• **Text passage**:

Case ID: br_131/html/0537-01.html
Source: Caselaw Access Project
Author: {"author": "ARTHUR N. VOTOLATO, Jr., Bankruptcy Judge.", "license": "Public Domain", "url": "https://static.case.law/"}
Date Created: 2024-08-24T03:29:51.129683

In re U.S. ADVERTISING INC., Debtor.
    Bankruptcy No. 91-11631.
    United States Bankruptcy Court, D. Rhode Island.
    Sept. 4, 1991.
    
      Anitra Lanczi, Philip Noel, McGovern & Noel, Ltd., Providence, R.I., for debtor.
    Stephen P. Sheehan, Wistow & Barylick Inc., Providence, R.I., for First Constitution Bank.
   DECISION AND ORDER DENYING MOTIONS FOR RELIEF FROM STAY, TURNOVER, AND DISMISSAL

ARTHUR N. VOTOLATO, Jr., Bankruptcy Judge.

Heard on July 12 and August 7, 1991, on the motion of First Constitution Bank for relief from the automatic stay and for leave to continue foreclosure proceedings against the motor yacht Sweet Retreat, which is the Chapter 11 Debtor’s only asset. First Constitution also asks for protection from the turnover provisions of 11 U.S.C. § 543, and for dismissal of the case on bad faith grounds.

• **Task statement**:
Please say whether each statement agrees with the bankruptcy decision, answering yes or no and quoting the words of the decision that settle it: 1. The motion was heard on two different days in 1991. 2. The motor yacht is one of several assets belonging to the Debtor. 3. First Constitution Bank asks for the case to be dismissed on bad faith grounds. The items are separate material, not part of the bankruptcy decision.

• **Record excerpts**:

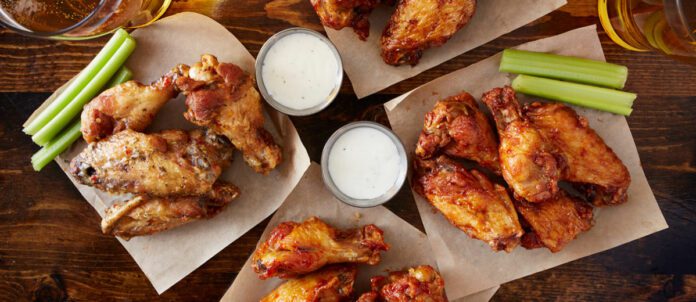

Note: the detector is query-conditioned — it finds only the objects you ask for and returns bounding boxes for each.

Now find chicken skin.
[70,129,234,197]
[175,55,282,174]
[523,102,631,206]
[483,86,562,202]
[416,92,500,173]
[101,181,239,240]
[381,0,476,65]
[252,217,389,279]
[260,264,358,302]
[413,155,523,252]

• **The answer**:
1. Yes: "Heard on July 12 and August 7, 1991"
2. No: "which is the Chapter 11 Debtor’s only asset"
3. Yes: "for dismissal of the case on bad faith grounds"